◆ Exercise prompt ◆
Print all of the entries exactly, minus the pictures.

◆ Entries ◆
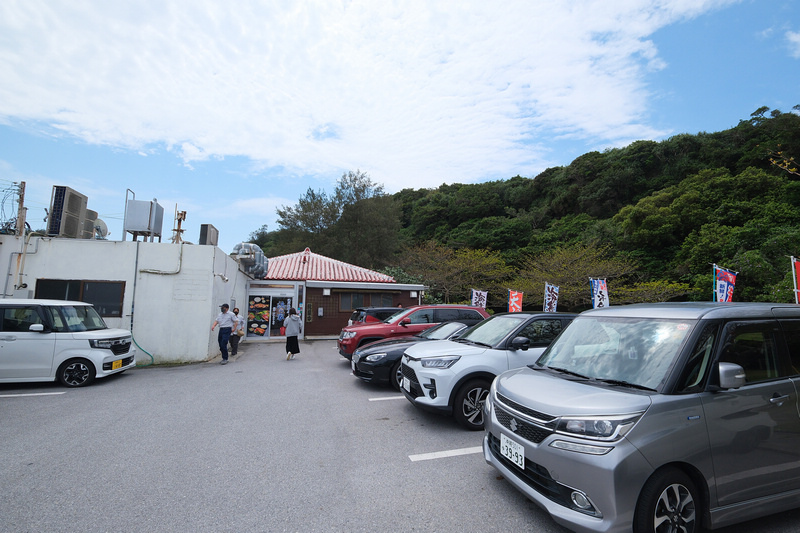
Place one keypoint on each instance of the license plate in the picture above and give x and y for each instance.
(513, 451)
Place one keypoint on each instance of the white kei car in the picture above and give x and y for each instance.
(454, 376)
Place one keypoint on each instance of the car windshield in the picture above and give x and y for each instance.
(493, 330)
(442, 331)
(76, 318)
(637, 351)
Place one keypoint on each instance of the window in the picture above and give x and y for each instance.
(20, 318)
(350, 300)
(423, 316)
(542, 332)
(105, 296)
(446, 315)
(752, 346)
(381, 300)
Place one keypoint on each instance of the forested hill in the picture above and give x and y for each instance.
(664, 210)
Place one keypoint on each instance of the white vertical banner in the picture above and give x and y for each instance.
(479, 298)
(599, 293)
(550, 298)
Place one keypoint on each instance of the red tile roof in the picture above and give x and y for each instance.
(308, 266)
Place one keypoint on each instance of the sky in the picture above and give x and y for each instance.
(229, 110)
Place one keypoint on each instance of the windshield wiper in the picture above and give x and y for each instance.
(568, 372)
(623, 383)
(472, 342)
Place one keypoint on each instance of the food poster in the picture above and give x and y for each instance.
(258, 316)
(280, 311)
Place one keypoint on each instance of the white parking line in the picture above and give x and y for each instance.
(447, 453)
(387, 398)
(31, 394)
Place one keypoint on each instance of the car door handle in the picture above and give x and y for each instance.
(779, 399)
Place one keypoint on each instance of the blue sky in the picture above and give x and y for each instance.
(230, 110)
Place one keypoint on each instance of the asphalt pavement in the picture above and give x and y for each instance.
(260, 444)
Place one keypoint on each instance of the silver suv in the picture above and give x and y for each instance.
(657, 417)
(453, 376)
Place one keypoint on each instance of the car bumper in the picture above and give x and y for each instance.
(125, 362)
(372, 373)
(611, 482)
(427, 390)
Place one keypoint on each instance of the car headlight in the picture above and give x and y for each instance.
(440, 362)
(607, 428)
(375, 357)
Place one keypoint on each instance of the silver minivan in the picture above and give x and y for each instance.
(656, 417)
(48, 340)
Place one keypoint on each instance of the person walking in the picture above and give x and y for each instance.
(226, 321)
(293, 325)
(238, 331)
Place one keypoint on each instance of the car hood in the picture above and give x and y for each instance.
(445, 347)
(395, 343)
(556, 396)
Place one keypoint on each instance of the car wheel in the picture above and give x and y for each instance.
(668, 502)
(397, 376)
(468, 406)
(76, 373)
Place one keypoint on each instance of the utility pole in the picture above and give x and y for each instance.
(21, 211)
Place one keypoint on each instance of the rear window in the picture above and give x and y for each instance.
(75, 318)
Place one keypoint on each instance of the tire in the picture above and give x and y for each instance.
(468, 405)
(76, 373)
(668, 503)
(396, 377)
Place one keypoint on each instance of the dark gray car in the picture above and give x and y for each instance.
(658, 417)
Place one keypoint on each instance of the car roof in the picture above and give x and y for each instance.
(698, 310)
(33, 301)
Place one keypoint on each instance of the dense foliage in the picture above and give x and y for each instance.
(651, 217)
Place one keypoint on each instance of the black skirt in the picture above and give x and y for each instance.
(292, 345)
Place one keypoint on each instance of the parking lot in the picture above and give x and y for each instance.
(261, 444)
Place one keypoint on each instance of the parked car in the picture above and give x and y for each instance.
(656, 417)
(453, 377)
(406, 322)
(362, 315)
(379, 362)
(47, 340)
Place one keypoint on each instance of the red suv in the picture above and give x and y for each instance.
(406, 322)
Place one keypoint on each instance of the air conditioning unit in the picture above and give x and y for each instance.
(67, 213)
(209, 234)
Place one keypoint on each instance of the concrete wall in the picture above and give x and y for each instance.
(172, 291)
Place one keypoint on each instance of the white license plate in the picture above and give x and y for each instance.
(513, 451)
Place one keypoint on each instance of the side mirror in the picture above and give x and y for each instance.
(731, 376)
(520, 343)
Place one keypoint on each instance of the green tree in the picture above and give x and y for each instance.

◆ Exercise result ◆
Place one keypoint on each instance of the license plate in the picture above and give x and y for each instance.
(513, 451)
Place one keypoint on each instance of the white kei car in the picture above and give x and y for each instance.
(454, 376)
Place one keypoint on each instance of the car windshield in the picture above and give x and y for each instance.
(493, 330)
(442, 331)
(76, 318)
(637, 351)
Place one keypoint on each instance of the window in the picture above and give x and y for each instance.
(20, 318)
(350, 300)
(423, 316)
(542, 332)
(105, 296)
(446, 315)
(752, 346)
(381, 300)
Place one keypoint on each instance of the forested hill in the picture above and give x and y for each instance.
(664, 210)
Place one keypoint on each instance of the white vertical banner in the picture above and give x and y for each instance.
(479, 298)
(599, 293)
(550, 298)
Place one keypoint on each instance of the red tile roof in the picture above and give x and y for each instance.
(308, 266)
Place one keypoint on each instance of the sky in the picture above and give x and y for each instance.
(229, 110)
Place one keypoint on each instance of the windshield wiper in the picture above and give x and y for each instance.
(568, 372)
(623, 383)
(472, 342)
Place one keypoint on each instance of the food poster in the picture above and give x and y for each instance.
(258, 316)
(280, 311)
Place one keypoint on each instance of the white parking line in the picture above and give x and y for each instance.
(447, 453)
(387, 398)
(31, 394)
Place one keypoint on each instance of the car door handle in the picture above and give x and y for each instance.
(779, 399)
Place one keypoint on each instance of the blue sky in the picture above and give x and y for each instance.
(230, 110)
Place one keypoint on each instance of the asphalt pavement in the picture above and give x and y for each instance.
(260, 444)
Place one keypoint on each instance of the silver suv in the picture above and give x and y for each instance.
(657, 417)
(453, 376)
Place one keypoint on each instance of the car bumper in the picture above and give x and y for each instance.
(125, 362)
(372, 373)
(611, 482)
(427, 390)
Place one keypoint on each instance of the car headlight in the picture above and give x and y for each instance.
(440, 362)
(607, 428)
(375, 357)
Place one keypoint on each instance of the silver minivan in the picture above and give x and y for each instance.
(656, 417)
(48, 340)
Place one keypoint on each instance of the person walking in the picture above and give x and y for each instance.
(226, 321)
(293, 325)
(238, 331)
Place one keypoint on each instance of the car hood in the picture above and give x and y for each instance.
(445, 347)
(395, 343)
(556, 396)
Place one keypoint on each instance of the car wheel in the picture above and give x and y for each instance.
(668, 502)
(397, 376)
(468, 406)
(76, 373)
Place one keypoint on each instance of the utility pole in the picture above and give x and y for each instance.
(21, 211)
Place one keypoint on each instance of the rear window in the picture above and give x and y for each instance.
(75, 318)
Place one keypoint on each instance of the tire in the picture above and give x and y for each instance.
(468, 405)
(76, 373)
(668, 503)
(396, 377)
Place one keypoint on each instance of the dark gray car in the picture above and give x and y for each instance.
(658, 417)
Place one keypoint on each instance of the car roof in the picture above and give x and y for each instance.
(698, 310)
(33, 301)
Place one keypoint on each instance of the dense foliage in the picture above and give x and y for each instance.
(651, 217)
Place one keypoint on each instance of the black skirt in the picture above and give x and y for each instance.
(292, 345)
Place one keypoint on each instance of the parking lot in the picture above and give x and y for each instance.
(261, 444)
Place one keypoint on each instance of the parked car in the picture above and give x and y for each instance.
(656, 417)
(453, 377)
(406, 322)
(362, 315)
(379, 362)
(47, 340)
Place one keypoint on each instance of the red suv in the picture above and give x and y for each instance.
(406, 322)
Place one keypoint on each instance of the air conditioning unit in the picture above and give x and y for each instance.
(67, 213)
(209, 234)
Place one keypoint on each instance of the concrete wall in the picture above and give x and y for each instance.
(172, 291)
Place one keypoint on each instance of the white license plate in the picture above and give x and y for each instance.
(513, 451)
Place one keypoint on each instance of the side mirror in the picture above and give x and y for each instance.
(731, 376)
(520, 343)
Place one keypoint on each instance of the green tree in the picture above and give x and y for each instance.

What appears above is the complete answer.